→ WORK REQUIRED
Lines in the listing below that include the word "written" need to be copied.

→ DATA SHOWN
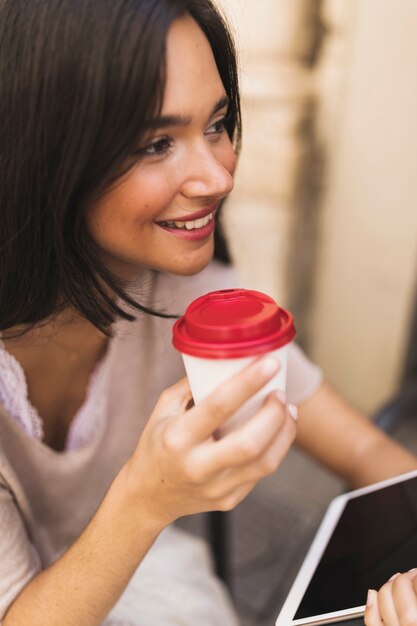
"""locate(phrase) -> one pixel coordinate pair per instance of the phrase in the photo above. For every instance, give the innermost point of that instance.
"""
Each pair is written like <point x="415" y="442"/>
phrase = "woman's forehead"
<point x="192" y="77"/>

...

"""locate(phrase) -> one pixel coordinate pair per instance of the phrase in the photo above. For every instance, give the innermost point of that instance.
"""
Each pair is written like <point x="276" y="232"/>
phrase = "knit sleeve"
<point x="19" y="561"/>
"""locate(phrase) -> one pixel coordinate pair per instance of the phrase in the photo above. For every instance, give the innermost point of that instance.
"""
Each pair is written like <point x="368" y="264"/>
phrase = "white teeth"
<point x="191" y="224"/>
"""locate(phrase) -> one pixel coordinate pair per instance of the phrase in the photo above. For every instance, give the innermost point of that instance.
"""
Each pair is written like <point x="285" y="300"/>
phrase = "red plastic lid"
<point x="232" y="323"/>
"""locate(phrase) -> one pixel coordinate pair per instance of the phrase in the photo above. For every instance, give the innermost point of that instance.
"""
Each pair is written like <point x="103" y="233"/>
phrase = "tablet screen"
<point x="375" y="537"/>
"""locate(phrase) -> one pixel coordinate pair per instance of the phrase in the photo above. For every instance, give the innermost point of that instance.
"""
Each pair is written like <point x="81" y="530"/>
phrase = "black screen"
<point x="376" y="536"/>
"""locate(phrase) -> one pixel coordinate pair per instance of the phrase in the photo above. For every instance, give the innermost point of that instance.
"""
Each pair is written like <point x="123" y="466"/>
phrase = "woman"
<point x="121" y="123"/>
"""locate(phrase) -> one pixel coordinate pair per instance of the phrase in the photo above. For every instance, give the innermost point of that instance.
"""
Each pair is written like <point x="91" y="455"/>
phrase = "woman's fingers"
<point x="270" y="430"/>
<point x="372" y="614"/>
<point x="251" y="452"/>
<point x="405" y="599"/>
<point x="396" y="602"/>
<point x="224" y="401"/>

→ YOUR SOLUTION
Each pair is written like <point x="415" y="442"/>
Each pair is written like <point x="276" y="232"/>
Each pair is written like <point x="368" y="264"/>
Each pair is written like <point x="285" y="300"/>
Each pair is written like <point x="103" y="233"/>
Each pair is written like <point x="81" y="530"/>
Each pair is written like <point x="123" y="466"/>
Each pair is written like <point x="91" y="455"/>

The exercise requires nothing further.